>> BEGIN
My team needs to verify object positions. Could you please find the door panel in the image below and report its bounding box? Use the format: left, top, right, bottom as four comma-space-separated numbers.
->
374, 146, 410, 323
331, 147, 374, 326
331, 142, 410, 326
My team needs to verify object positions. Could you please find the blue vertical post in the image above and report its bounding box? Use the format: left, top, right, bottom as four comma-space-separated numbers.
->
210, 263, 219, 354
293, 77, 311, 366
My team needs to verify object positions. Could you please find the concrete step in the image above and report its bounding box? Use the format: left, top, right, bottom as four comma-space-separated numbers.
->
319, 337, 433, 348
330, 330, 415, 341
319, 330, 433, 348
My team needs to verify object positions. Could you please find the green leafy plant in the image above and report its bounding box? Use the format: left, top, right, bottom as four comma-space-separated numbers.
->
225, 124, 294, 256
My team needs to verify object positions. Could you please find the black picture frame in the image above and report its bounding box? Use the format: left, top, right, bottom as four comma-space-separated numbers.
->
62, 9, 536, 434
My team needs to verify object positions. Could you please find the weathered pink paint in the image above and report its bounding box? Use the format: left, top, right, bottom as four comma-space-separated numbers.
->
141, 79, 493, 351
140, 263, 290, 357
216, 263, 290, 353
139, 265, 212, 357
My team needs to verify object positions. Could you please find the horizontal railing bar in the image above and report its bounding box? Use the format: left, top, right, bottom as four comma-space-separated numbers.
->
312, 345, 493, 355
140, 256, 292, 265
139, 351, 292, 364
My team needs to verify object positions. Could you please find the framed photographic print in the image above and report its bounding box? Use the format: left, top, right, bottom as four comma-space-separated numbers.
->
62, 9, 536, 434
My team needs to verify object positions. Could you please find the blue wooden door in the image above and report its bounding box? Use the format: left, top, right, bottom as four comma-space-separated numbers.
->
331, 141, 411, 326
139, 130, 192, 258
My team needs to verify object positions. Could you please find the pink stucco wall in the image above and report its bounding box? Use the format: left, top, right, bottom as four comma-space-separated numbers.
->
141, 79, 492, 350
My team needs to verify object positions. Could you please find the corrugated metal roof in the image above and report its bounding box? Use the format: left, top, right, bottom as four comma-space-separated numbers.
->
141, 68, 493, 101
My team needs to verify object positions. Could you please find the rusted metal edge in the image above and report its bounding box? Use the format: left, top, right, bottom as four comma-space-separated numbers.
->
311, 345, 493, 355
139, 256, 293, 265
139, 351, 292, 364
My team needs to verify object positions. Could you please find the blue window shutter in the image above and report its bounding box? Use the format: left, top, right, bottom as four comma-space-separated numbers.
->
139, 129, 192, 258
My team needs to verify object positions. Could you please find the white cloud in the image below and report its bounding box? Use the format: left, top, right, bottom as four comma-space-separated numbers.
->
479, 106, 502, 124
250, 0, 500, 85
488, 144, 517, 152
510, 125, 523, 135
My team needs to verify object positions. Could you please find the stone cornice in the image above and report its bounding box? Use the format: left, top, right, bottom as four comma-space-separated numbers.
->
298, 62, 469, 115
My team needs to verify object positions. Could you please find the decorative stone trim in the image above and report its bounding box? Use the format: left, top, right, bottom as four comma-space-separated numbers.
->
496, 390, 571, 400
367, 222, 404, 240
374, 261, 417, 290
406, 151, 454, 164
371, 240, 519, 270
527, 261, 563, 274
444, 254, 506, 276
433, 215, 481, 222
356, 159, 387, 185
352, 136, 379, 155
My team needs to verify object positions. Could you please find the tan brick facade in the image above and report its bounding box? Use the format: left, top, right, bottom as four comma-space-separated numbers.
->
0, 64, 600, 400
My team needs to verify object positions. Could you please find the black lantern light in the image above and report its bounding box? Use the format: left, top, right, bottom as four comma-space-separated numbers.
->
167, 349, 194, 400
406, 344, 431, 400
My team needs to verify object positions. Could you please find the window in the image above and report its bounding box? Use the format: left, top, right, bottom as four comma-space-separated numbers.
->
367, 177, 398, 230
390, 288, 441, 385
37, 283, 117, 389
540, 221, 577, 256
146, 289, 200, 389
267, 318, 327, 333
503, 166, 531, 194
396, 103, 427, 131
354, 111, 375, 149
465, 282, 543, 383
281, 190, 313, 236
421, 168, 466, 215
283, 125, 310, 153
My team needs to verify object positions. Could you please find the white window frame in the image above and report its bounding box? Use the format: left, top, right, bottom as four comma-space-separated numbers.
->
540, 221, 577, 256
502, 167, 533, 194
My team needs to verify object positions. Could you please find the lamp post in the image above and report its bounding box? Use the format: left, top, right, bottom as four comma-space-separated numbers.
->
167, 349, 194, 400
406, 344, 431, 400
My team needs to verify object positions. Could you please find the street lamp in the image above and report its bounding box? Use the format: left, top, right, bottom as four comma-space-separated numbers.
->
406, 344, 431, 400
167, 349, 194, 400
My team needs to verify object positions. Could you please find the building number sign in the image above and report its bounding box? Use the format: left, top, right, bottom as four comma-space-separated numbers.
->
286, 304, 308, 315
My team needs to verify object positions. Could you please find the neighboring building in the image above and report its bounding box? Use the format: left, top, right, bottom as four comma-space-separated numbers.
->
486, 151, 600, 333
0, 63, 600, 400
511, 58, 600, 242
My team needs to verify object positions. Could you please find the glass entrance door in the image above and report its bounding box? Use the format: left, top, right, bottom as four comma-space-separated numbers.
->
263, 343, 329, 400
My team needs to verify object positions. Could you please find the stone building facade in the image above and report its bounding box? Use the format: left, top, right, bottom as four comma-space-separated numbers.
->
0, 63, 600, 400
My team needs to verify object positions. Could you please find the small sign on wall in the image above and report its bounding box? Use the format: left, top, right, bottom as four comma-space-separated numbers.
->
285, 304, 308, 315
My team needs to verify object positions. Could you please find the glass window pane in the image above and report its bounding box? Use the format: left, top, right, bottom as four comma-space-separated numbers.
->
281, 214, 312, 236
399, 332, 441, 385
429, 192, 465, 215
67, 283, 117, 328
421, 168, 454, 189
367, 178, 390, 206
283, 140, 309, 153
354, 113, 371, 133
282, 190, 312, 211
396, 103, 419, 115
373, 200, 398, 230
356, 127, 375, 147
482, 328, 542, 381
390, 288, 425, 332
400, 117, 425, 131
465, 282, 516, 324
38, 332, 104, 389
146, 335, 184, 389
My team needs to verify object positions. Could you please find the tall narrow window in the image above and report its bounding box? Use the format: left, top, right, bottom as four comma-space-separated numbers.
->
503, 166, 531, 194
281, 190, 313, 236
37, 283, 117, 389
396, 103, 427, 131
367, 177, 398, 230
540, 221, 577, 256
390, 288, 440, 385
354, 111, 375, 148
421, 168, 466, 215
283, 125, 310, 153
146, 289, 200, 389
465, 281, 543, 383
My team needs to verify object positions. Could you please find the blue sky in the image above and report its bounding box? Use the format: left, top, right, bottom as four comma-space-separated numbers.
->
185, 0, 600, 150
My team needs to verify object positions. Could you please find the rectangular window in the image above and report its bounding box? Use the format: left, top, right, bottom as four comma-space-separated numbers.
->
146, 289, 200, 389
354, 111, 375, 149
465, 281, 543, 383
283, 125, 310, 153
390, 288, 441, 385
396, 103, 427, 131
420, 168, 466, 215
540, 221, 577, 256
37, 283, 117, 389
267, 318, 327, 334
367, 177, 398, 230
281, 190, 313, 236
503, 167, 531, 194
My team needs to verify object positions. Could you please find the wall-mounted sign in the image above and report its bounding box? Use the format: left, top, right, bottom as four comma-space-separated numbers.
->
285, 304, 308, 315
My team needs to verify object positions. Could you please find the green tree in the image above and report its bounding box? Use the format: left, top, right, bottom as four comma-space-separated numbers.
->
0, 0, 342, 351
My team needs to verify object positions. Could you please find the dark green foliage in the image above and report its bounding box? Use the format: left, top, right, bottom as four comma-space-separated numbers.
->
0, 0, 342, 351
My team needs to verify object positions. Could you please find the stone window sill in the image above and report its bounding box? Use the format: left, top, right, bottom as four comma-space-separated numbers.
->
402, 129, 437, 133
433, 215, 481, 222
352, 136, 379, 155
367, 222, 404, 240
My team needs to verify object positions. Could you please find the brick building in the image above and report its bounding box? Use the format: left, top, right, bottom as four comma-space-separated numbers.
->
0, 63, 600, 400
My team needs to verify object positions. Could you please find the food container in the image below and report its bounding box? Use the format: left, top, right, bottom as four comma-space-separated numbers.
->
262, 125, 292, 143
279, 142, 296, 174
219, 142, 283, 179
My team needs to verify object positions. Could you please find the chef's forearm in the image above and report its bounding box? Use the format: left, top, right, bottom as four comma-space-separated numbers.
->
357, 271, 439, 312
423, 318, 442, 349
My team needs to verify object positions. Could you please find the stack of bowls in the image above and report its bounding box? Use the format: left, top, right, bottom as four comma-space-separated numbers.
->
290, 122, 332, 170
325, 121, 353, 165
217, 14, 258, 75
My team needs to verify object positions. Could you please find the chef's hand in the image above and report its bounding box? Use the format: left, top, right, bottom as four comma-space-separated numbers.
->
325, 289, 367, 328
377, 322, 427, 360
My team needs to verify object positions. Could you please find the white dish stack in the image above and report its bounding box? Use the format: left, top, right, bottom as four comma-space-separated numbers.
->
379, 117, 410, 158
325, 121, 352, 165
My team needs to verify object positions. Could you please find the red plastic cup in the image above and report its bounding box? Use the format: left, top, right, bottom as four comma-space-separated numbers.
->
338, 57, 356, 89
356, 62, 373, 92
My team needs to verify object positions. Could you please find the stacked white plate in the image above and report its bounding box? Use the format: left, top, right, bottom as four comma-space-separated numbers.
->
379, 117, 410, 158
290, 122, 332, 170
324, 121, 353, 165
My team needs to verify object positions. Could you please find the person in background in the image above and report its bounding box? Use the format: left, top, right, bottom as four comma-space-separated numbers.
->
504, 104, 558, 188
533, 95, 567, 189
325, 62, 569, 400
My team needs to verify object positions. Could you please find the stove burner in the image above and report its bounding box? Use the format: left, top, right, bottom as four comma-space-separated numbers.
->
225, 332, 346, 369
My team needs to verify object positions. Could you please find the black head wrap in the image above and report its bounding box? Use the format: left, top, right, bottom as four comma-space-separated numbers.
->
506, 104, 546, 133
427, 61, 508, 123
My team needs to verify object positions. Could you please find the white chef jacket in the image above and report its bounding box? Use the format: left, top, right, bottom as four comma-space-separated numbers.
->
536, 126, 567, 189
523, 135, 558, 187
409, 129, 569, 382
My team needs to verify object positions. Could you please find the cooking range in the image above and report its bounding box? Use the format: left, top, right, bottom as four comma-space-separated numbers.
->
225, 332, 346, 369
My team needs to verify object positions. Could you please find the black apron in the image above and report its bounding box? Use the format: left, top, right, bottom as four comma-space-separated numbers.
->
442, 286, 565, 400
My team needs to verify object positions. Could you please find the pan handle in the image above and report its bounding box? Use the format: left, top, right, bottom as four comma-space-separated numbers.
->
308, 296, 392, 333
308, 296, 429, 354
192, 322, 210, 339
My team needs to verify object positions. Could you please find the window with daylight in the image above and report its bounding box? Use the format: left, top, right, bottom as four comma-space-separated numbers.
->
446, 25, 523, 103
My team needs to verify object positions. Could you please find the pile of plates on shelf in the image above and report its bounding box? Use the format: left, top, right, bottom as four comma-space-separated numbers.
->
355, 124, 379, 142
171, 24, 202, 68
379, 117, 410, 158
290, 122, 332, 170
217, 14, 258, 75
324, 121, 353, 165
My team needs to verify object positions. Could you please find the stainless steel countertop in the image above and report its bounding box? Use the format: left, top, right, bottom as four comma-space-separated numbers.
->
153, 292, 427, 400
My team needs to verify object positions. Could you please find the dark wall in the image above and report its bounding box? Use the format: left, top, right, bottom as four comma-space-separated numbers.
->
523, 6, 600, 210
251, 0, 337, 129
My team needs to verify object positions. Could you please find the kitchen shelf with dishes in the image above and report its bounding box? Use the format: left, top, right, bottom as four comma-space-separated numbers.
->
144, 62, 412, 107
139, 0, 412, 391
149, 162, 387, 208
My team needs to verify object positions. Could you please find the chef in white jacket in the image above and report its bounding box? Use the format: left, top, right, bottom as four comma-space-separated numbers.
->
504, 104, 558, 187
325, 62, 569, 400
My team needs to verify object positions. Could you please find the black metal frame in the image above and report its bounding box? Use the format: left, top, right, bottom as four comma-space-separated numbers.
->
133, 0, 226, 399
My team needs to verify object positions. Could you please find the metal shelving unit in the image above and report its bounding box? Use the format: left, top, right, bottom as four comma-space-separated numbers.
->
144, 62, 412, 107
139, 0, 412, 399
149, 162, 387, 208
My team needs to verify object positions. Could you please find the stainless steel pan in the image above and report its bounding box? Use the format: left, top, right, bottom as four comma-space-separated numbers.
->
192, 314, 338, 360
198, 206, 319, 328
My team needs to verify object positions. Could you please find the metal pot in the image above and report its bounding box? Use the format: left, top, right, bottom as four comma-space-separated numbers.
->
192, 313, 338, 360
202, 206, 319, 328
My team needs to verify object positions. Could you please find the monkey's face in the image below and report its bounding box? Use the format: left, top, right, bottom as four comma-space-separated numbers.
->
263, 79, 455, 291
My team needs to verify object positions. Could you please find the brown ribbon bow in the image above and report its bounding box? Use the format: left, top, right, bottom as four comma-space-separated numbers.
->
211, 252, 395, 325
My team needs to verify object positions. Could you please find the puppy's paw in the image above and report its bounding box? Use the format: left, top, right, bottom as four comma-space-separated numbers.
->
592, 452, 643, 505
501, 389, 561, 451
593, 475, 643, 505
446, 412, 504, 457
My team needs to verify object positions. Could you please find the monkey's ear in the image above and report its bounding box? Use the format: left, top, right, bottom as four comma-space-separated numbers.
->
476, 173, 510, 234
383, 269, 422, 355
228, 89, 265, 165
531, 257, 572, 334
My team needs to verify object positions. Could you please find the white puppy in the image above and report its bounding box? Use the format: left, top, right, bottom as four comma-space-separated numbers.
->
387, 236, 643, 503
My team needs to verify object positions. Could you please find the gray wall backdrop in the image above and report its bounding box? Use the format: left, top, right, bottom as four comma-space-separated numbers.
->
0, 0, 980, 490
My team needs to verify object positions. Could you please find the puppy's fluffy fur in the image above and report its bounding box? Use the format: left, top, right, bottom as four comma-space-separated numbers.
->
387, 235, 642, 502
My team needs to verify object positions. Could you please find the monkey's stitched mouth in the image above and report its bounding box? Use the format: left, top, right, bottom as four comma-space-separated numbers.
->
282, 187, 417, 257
>> END
- [TASK TO COMPLETE] Please rewrite the rows above, from the first line up to and including the line with "319, 330, 433, 348", keeping the requests unchanged. Multiply every bounding-box coordinate in the answers by 2.3, then round each result to a whole number, rounding halves up.

- [EXERCISE SOLUTION]
My team needs to verify object positions. Could you please find the door panel in the image below and report its bounding box? Use the format: left, top, right, bottom as four comma-space-separated numbers.
->
860, 336, 943, 743
761, 338, 860, 750
761, 327, 943, 750
My team needs to verify object positions. Could you please find the blue vertical post in the image above and report its bounding box? Use the format: left, top, right, bottom as four comma-space-separated numbers.
->
483, 605, 504, 814
674, 177, 715, 842
My team needs to verify object positions. Could you please find the concrete step in the image above and report its bounding box? Use the format: left, top, right, bottom as four comma-space-separated numbers.
->
734, 775, 996, 800
759, 759, 955, 784
734, 759, 996, 800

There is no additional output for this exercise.